• **Stated goal**:
Pick out each line in the entries below that contains the string "house" and copy those lines in full.

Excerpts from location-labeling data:
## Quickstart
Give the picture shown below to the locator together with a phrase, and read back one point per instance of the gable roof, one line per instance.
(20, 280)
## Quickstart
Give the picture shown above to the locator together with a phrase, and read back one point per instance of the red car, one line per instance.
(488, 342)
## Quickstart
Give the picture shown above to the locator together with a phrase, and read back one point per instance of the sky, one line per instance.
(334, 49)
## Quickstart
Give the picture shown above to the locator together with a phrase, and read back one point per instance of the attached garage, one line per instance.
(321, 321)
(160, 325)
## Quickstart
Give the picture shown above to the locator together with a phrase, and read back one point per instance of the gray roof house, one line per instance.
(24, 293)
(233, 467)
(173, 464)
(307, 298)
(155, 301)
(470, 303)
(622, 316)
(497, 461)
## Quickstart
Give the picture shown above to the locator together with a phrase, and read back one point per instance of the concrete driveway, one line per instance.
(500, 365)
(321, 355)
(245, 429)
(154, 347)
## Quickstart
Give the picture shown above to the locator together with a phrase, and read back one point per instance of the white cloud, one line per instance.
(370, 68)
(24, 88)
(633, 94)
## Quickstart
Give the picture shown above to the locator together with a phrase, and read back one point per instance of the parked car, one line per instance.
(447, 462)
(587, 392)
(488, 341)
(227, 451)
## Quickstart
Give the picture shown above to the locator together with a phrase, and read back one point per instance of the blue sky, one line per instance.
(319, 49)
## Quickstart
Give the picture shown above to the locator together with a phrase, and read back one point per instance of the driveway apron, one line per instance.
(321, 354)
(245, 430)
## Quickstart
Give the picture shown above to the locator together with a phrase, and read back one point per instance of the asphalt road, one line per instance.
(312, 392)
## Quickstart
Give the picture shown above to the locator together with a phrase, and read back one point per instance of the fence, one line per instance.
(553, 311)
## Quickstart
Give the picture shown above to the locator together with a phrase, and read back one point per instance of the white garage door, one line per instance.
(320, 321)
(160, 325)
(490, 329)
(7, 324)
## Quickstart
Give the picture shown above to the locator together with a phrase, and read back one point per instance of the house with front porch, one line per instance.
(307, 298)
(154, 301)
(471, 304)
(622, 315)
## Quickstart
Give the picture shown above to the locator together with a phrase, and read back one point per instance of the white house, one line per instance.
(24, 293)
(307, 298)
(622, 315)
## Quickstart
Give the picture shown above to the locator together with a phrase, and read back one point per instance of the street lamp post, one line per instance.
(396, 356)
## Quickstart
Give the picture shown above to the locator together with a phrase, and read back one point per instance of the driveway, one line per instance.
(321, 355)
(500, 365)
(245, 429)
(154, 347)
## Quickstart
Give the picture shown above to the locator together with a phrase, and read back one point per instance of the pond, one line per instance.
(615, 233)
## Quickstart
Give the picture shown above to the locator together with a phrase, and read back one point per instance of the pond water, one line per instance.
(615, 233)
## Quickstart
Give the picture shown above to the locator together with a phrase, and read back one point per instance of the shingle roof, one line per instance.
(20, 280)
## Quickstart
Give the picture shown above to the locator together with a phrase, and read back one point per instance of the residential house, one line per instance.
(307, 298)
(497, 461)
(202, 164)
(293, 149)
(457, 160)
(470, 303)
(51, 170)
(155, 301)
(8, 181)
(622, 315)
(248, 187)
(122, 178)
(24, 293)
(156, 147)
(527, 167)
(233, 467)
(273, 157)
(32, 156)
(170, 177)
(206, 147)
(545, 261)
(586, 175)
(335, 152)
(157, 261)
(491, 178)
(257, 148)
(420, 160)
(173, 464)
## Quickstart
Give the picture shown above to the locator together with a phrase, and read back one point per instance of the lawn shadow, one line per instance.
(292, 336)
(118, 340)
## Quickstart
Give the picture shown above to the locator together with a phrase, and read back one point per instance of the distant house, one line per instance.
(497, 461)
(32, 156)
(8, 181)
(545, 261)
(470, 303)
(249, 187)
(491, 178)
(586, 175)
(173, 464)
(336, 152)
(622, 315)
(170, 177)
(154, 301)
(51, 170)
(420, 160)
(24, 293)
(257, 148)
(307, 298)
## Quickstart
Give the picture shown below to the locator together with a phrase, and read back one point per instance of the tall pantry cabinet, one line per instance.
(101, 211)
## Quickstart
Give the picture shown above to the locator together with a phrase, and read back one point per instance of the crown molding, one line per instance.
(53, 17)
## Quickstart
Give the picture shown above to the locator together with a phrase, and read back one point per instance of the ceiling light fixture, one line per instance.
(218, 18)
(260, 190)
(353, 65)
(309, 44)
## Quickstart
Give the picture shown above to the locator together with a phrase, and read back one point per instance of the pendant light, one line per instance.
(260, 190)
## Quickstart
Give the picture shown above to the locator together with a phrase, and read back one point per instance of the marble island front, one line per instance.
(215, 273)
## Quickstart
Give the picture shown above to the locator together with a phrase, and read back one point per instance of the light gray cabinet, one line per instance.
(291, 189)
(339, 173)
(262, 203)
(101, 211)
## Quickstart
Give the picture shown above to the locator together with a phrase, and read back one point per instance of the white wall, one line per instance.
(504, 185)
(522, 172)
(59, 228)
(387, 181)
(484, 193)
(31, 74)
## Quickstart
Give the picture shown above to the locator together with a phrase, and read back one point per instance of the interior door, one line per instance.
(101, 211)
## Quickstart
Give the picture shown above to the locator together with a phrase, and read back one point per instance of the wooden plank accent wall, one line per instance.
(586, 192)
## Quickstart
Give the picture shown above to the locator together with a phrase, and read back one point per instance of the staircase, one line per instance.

• **Completed exercise**:
Give the picture shown above to the locator together with a phrase, and read back one point per instance of the gray roof house, one line per instance.
Give the picture shown above to the locator together with a phrase, and read back one point per instance of the house with front porch, one line per instance.
Give the picture shown above to the locator together with a phrase, and read back one point per instance of the white house, one line per instance.
Give the picture shown above to the locator together with a phrase, and read back one point per instance of the residential house, one line per instance.
Give the picture shown above to the locator together with a phrase, and read back one point per instance of the distant house, one line per instance.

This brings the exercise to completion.